- **Aim of the task**:
Your task is to give the entries back exactly, leaving nothing out.

Data records:

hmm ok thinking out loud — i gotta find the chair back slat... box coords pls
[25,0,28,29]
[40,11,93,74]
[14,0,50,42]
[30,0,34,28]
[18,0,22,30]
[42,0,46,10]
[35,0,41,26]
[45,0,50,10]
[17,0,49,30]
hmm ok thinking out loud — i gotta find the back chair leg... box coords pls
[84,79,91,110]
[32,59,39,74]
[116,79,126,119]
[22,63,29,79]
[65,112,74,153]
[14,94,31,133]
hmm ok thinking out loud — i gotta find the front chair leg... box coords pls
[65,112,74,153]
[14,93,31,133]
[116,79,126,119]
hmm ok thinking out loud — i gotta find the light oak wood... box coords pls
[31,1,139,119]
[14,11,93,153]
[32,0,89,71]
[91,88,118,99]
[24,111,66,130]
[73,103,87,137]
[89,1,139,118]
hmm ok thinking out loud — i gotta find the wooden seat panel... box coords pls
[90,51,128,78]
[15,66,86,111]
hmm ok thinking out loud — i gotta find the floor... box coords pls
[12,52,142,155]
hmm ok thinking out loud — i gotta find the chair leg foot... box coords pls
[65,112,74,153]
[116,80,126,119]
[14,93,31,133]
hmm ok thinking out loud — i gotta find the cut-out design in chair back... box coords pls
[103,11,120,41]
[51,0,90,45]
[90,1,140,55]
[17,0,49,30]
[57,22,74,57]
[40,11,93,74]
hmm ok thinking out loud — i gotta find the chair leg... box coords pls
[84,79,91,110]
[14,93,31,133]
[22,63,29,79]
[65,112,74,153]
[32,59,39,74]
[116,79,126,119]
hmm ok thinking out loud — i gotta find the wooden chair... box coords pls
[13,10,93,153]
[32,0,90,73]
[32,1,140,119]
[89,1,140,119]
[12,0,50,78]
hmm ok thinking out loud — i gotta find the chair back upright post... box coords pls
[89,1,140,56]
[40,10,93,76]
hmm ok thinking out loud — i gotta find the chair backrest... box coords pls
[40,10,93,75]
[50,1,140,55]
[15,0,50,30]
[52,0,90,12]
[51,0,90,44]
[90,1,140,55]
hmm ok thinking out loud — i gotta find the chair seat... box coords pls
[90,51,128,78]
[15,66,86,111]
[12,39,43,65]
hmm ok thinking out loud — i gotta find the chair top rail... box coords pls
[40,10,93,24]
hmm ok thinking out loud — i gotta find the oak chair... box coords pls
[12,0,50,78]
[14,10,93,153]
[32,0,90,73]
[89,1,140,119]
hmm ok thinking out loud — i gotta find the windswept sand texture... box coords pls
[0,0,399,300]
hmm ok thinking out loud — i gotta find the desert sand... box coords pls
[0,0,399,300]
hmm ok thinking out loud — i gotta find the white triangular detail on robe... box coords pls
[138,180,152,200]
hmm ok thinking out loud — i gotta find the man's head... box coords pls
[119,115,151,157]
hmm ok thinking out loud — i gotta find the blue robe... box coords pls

- **Answer below**:
hmm ok thinking out loud — i gotta find the chair back slat... box coords pls
[25,0,28,29]
[40,11,93,74]
[14,0,50,42]
[30,0,34,28]
[18,0,22,30]
[42,0,46,10]
[35,0,41,26]
[45,0,50,10]
[17,0,49,30]
hmm ok thinking out loud — i gotta find the back chair leg... box coords pls
[84,79,91,110]
[32,59,39,74]
[116,79,126,119]
[22,63,29,79]
[65,112,74,153]
[14,94,31,133]
hmm ok thinking out loud — i gotta find the front chair leg... box coords pls
[65,112,74,153]
[14,93,31,133]
[116,79,126,119]
hmm ok thinking out loud — i gotta find the light oak wood... box coords pls
[31,1,139,119]
[14,11,93,153]
[32,0,89,71]
[91,88,118,99]
[24,111,66,130]
[73,103,87,137]
[89,1,139,118]
hmm ok thinking out loud — i gotta find the wooden seat panel... box coords pls
[90,51,128,78]
[15,66,86,111]
hmm ok thinking out loud — i gotta find the floor... box coords pls
[12,52,142,155]
hmm ok thinking out loud — i gotta find the chair leg foot... box coords pls
[65,112,74,153]
[116,80,126,119]
[14,93,31,133]
hmm ok thinking out loud — i gotta find the cut-out design in chair back... box coords pls
[103,11,120,41]
[51,0,90,45]
[90,1,140,55]
[17,0,49,30]
[57,22,74,57]
[40,11,93,74]
hmm ok thinking out loud — i gotta find the chair leg... box coords pls
[84,79,91,110]
[14,93,31,133]
[22,63,29,79]
[65,112,74,153]
[32,59,39,74]
[116,79,126,119]
hmm ok thinking out loud — i gotta find the wooden chair... box coords pls
[13,10,93,153]
[32,0,90,73]
[32,1,140,119]
[89,1,140,119]
[12,0,50,78]
hmm ok thinking out loud — i gotta find the chair back upright post... box coords pls
[89,1,140,56]
[40,10,93,76]
hmm ok thinking out loud — i gotta find the chair backrest... box coords pls
[40,10,93,75]
[50,1,140,55]
[15,0,50,30]
[52,0,90,12]
[51,0,90,44]
[90,1,140,55]
hmm ok thinking out loud — i gotta find the chair seat... box coords pls
[90,51,128,78]
[15,66,86,111]
[12,39,43,65]
hmm ok thinking out loud — i gotta find the chair top rail... box coords pls
[40,10,93,24]
hmm ok thinking out loud — i gotta find the oak chair... box coords pls
[12,0,50,78]
[14,10,93,153]
[32,0,90,73]
[89,1,140,119]
hmm ok thinking out loud — i gotta find the windswept sand texture... box coords pls
[0,0,399,300]
hmm ok thinking out loud — i gotta find the desert sand... box coords pls
[0,0,399,300]
hmm ok thinking out loud — i gotta find the white triangular detail on robe... box coords pls
[138,180,152,200]
hmm ok thinking out loud — i gotta find the man's head... box coords pls
[119,115,151,157]
hmm ok thinking out loud — i gotta find the blue robe... box coords pls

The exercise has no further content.